___ Record list ___
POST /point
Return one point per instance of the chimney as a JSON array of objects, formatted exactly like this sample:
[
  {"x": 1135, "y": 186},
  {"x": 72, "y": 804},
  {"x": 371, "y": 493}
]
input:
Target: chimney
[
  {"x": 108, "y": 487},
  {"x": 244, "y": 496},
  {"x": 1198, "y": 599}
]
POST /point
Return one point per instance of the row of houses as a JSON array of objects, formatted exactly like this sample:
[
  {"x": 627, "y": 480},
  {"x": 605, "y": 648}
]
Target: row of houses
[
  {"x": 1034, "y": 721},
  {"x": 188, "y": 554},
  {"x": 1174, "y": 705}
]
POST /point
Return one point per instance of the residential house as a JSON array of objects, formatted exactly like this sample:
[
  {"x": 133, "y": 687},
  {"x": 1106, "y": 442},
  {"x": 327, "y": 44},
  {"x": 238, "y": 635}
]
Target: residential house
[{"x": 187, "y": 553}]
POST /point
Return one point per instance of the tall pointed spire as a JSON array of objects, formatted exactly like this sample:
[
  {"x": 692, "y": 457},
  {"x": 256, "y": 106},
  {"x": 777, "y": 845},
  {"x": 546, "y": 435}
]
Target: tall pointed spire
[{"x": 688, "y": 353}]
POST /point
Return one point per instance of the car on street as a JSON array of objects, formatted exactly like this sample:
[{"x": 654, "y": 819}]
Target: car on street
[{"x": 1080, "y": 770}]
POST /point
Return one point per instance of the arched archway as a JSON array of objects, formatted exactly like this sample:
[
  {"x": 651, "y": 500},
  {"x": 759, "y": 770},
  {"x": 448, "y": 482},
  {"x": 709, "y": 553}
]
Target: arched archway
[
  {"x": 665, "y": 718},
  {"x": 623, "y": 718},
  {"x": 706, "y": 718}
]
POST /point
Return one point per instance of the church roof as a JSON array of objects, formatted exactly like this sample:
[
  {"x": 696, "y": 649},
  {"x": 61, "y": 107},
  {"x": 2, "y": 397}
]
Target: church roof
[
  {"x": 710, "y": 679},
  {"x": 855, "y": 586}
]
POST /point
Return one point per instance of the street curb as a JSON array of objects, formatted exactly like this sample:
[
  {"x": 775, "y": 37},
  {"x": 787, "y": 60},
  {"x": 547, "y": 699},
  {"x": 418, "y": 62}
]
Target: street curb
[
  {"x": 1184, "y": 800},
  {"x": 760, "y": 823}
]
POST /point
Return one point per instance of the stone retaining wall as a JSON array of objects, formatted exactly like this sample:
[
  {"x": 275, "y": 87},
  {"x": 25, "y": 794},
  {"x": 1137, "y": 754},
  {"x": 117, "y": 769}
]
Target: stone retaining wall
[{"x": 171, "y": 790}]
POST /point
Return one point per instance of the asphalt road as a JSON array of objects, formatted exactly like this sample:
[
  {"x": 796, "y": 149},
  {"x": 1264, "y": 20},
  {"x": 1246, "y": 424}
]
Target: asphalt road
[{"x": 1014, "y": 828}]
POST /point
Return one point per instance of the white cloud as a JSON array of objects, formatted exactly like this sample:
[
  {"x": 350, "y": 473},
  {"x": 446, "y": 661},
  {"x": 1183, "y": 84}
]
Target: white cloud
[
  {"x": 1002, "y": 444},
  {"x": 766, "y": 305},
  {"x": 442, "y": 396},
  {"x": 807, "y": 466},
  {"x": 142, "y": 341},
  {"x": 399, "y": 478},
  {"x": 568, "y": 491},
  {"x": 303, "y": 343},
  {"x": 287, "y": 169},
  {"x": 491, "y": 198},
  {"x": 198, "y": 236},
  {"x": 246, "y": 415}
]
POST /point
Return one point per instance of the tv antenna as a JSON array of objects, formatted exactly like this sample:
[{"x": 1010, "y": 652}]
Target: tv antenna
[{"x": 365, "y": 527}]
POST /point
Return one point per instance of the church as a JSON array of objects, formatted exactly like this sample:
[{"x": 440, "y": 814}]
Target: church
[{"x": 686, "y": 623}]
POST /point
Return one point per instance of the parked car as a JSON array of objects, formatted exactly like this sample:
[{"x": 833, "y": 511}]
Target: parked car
___
» Set exercise: Please return each line of the material above that contains the word "white".

» Complete response:
Return one point per instance of the white cloud as a JSON array of objects, formatted exactly like this sample:
Target: white cloud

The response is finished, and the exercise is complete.